▶ _Extract_:
= Beginning of Section =

The federal law called HIPAA requires anyone who has access to medical information to keep it confidential. Businesses that violate the law can face penalties from the government. A big new threat, though, is that recently some courts have also started allowing people whose information was improperly disclosed to sue for damages in court.
This is significant, because the HIPAA law applies not only to doctors and hospitals but also to businesses that have even occasional access to medical data. This includes dentists, pharmacies, chiropractors, rehab facilities, insurers, data processing companies, transcriptionists, accountants and consultants who work with medical clients, and others.
In one recent case, a Walgreens pharmacist improperly accessed a patient’s records and allegedly disclosed them to her husband. The patient was the husband’s ex-girlfriend, with whom he had a child. The pharmacist apparently found information about whether the patient had a sexually transmitted disease and whether she stopped taking birth control pills shortly before becoming pregnant.
The Indiana Court of Appeals approved a jury award of more than $1 million against Walgreens for the incident.
In another case, a woman specifically asked her gynecologist not to provide her medical information to a man she was involved with. But when the man’s lawyers served the gynecology practice with a subpoena during a paternity lawsuit, the practice handed over the records – without telling the woman or informing the judge in the case.
The Connecticut Supreme Court said that the woman could sue the medical practice for money damages for the breach of confidentiality.
If anyone in your business has access to medical information, it’s a good idea to review your protocols for keeping it private.

= End of Section =

▶ _Listed records_:
= Beginning of Section =

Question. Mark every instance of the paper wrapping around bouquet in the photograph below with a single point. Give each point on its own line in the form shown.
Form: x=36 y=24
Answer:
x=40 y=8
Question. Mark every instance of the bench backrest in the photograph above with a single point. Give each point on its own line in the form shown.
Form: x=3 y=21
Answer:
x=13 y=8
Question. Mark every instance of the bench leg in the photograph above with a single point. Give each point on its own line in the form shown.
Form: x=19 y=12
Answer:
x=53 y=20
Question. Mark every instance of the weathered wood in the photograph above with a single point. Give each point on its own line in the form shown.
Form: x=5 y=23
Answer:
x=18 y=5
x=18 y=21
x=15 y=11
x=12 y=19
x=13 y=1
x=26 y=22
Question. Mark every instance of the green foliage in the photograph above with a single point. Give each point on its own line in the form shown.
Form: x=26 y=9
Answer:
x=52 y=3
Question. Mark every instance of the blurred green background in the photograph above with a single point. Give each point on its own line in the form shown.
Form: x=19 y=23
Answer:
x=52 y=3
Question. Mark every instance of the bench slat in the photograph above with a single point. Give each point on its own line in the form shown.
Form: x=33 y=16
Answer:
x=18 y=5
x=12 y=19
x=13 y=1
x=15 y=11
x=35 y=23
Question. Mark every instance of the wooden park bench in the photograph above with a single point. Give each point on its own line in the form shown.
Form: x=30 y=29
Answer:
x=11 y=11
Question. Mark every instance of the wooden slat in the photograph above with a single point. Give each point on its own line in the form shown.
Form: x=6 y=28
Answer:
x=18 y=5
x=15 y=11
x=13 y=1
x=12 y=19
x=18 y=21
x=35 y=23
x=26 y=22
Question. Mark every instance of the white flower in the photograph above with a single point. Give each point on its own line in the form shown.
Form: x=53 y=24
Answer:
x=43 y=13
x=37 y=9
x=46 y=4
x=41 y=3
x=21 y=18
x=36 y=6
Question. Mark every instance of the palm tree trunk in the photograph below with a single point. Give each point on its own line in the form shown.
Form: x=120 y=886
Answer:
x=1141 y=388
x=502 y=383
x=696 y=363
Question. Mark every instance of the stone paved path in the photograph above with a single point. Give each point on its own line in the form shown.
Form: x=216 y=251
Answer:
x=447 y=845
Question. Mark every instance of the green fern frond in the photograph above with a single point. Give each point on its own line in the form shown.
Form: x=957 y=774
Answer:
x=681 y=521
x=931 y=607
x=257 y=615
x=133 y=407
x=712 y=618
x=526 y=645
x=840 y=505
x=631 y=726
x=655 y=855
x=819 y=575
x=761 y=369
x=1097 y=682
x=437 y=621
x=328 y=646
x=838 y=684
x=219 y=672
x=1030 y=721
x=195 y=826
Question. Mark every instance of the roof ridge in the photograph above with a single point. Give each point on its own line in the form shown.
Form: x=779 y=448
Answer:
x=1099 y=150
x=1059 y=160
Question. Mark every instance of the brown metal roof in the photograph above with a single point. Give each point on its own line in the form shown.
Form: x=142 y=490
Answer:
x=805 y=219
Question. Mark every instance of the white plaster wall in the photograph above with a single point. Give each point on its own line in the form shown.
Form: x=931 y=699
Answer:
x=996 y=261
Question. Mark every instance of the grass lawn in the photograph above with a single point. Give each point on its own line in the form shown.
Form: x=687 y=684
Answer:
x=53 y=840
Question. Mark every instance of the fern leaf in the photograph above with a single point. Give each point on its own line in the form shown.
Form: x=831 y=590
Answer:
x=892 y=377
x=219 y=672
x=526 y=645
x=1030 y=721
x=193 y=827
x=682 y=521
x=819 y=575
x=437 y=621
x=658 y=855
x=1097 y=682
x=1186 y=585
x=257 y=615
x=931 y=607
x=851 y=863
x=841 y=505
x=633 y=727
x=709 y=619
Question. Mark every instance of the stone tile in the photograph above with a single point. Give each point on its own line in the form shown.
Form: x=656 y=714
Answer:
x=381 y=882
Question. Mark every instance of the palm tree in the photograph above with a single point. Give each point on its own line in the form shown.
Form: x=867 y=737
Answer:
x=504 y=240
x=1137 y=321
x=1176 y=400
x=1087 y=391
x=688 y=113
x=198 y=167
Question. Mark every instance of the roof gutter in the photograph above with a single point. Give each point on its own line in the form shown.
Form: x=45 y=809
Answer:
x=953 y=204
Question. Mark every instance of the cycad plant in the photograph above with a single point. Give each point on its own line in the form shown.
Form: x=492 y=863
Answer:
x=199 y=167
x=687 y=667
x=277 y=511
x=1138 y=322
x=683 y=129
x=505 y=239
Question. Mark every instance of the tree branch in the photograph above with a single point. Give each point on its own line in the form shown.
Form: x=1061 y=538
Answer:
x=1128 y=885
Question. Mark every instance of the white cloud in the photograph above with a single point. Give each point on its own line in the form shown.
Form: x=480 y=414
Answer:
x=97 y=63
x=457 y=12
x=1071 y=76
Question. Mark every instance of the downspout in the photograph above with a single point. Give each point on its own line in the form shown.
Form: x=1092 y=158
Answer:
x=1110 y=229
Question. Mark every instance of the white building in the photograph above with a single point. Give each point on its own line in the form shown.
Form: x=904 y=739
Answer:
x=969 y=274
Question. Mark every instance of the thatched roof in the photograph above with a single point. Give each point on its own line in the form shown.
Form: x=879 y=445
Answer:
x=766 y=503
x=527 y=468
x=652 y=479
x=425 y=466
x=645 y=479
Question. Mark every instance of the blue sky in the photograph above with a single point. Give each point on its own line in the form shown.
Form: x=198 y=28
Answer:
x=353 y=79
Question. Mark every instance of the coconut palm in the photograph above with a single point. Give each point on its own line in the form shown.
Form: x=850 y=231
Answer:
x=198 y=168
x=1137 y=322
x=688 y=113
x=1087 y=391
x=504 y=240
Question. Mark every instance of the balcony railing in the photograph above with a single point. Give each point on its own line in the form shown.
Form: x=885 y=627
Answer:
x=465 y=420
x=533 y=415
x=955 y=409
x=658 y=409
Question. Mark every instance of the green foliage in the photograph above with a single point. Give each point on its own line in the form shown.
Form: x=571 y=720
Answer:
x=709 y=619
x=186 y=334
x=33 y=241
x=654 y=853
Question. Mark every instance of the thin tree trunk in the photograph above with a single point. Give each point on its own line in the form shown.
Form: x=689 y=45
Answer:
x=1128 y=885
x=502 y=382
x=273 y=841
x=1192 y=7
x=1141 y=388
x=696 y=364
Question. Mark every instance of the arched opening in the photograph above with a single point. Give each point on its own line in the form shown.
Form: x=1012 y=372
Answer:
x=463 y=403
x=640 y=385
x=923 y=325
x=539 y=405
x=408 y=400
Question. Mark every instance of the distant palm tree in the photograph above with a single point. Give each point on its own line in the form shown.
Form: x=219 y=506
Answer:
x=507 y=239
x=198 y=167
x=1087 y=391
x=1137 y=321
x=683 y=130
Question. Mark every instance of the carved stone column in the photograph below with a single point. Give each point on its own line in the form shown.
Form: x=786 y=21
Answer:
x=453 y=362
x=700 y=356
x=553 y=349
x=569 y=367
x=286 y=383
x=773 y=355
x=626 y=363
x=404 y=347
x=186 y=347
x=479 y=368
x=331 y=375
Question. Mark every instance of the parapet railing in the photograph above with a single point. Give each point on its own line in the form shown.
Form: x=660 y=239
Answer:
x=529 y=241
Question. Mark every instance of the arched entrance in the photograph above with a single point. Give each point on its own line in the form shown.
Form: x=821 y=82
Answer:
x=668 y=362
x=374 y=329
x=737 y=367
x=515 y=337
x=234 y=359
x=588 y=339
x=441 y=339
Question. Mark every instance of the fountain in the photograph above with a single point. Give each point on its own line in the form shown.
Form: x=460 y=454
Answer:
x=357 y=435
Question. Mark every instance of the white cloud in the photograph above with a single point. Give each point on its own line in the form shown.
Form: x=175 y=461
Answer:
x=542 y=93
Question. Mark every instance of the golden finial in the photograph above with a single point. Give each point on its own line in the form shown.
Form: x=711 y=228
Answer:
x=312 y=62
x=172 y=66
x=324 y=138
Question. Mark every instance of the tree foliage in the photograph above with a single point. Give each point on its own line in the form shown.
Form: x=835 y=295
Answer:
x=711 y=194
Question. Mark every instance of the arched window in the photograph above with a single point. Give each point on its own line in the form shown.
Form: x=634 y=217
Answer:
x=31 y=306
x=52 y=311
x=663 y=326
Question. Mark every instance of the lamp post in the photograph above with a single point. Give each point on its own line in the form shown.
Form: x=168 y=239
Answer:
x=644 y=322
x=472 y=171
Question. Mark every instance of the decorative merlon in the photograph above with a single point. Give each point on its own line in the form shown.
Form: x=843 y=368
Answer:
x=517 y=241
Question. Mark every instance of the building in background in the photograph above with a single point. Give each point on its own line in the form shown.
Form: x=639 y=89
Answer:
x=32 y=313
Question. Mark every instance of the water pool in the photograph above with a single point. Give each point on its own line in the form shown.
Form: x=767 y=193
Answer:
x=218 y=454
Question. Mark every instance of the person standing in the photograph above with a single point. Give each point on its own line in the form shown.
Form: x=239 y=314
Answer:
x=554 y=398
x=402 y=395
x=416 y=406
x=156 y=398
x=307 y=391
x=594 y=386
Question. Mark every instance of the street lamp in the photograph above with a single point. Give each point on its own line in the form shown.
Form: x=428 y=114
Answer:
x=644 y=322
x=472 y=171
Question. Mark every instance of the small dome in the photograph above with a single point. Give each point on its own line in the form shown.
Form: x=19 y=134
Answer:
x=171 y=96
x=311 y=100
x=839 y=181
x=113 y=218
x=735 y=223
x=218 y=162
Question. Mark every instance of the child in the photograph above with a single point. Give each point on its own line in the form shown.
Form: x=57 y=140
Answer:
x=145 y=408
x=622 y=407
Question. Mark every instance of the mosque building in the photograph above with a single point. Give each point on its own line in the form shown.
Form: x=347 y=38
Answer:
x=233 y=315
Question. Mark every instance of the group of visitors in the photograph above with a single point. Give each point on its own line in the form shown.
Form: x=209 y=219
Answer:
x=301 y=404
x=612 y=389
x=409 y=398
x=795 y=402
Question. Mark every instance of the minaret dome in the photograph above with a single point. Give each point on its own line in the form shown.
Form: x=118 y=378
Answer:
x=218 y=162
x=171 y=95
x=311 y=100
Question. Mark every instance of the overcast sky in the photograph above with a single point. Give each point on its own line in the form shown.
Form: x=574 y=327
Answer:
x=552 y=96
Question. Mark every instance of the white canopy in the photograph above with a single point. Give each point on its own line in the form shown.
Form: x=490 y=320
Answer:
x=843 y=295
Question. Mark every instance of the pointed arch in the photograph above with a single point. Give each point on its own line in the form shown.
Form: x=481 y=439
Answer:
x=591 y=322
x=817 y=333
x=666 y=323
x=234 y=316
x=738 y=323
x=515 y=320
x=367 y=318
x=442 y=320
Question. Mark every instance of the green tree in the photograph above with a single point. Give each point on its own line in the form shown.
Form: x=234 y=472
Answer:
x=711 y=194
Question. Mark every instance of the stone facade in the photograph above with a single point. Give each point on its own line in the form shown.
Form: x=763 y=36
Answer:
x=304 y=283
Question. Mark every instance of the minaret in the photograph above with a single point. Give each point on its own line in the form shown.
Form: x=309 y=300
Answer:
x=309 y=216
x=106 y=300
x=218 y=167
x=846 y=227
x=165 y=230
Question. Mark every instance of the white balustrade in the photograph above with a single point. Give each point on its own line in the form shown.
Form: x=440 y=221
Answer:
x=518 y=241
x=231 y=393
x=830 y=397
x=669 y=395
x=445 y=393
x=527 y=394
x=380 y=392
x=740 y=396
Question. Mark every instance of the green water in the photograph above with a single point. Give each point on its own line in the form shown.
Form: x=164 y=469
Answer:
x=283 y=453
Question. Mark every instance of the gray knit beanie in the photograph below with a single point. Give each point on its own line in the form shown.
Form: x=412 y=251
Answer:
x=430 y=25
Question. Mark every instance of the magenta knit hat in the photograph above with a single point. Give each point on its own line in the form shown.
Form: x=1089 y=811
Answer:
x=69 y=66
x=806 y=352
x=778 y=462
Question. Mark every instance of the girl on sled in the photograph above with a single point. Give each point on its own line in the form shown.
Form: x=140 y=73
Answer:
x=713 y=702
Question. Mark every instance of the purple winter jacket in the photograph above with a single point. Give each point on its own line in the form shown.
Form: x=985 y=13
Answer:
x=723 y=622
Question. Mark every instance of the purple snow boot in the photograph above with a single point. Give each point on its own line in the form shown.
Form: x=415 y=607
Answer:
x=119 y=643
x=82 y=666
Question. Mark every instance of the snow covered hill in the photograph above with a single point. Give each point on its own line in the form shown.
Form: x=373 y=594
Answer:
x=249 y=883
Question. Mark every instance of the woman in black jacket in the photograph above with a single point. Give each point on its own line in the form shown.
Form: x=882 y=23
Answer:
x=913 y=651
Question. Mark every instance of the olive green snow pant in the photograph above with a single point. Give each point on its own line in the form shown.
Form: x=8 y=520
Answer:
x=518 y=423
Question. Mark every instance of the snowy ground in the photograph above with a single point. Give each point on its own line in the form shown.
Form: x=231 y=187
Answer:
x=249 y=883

= End of Section =

▶ _Problem description_: In the HIPAA article, which court approved the jury award against Walgreens? Please answer in a few words.

▶ _Reply to the exercise_: The Indiana Court of Appeals.